#### SET TASK
Copy the records below word for word, leaving out the pictures.

#### INPUT MATERIAL
-=-=-=-=-
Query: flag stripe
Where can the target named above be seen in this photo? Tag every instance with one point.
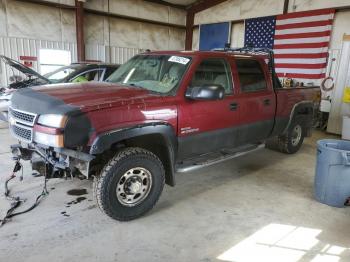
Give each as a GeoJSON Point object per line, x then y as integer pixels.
{"type": "Point", "coordinates": [303, 45]}
{"type": "Point", "coordinates": [303, 30]}
{"type": "Point", "coordinates": [302, 40]}
{"type": "Point", "coordinates": [303, 76]}
{"type": "Point", "coordinates": [302, 51]}
{"type": "Point", "coordinates": [304, 19]}
{"type": "Point", "coordinates": [316, 55]}
{"type": "Point", "coordinates": [305, 13]}
{"type": "Point", "coordinates": [300, 60]}
{"type": "Point", "coordinates": [304, 66]}
{"type": "Point", "coordinates": [303, 25]}
{"type": "Point", "coordinates": [303, 35]}
{"type": "Point", "coordinates": [299, 70]}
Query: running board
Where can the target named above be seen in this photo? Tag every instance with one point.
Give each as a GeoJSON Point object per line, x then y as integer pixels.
{"type": "Point", "coordinates": [209, 159]}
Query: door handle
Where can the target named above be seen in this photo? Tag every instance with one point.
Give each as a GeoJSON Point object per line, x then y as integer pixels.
{"type": "Point", "coordinates": [233, 106]}
{"type": "Point", "coordinates": [267, 102]}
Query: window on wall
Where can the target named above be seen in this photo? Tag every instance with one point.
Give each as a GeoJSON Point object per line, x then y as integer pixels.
{"type": "Point", "coordinates": [52, 59]}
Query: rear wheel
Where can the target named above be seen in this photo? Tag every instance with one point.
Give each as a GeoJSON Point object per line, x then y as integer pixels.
-=-=-=-=-
#### ANSWER BELOW
Query: flag stripe
Where can the target named above be seen in this photo? Tag every instance with one point.
Give each as a GeoJSON Point object per line, x then y as integer pixels.
{"type": "Point", "coordinates": [303, 45]}
{"type": "Point", "coordinates": [303, 30]}
{"type": "Point", "coordinates": [302, 40]}
{"type": "Point", "coordinates": [303, 76]}
{"type": "Point", "coordinates": [302, 51]}
{"type": "Point", "coordinates": [304, 19]}
{"type": "Point", "coordinates": [316, 55]}
{"type": "Point", "coordinates": [305, 13]}
{"type": "Point", "coordinates": [300, 60]}
{"type": "Point", "coordinates": [304, 66]}
{"type": "Point", "coordinates": [303, 25]}
{"type": "Point", "coordinates": [303, 35]}
{"type": "Point", "coordinates": [299, 70]}
Query: running board
Where can the target named above be seen in this photo? Tag every instance with one point.
Give each as a GeoJSON Point object per line, x then y as integer pixels.
{"type": "Point", "coordinates": [209, 159]}
Query: door handle
Where can the target named above be seen in this photo? Tag every instance with one point.
Give each as a GeoJSON Point object per line, x then y as integer pixels.
{"type": "Point", "coordinates": [233, 106]}
{"type": "Point", "coordinates": [267, 102]}
Query: window on wall
Where can the target named above be seen in this photo? Tag every instance with one point.
Give each as a GeoJSON Point object per line, x then y as integer pixels.
{"type": "Point", "coordinates": [52, 59]}
Query: rear wheel
Where can the target named above be seen in this photo? Tag every instance with one point.
Give each as a GeoJSON Point object per line, x then y as integer pixels.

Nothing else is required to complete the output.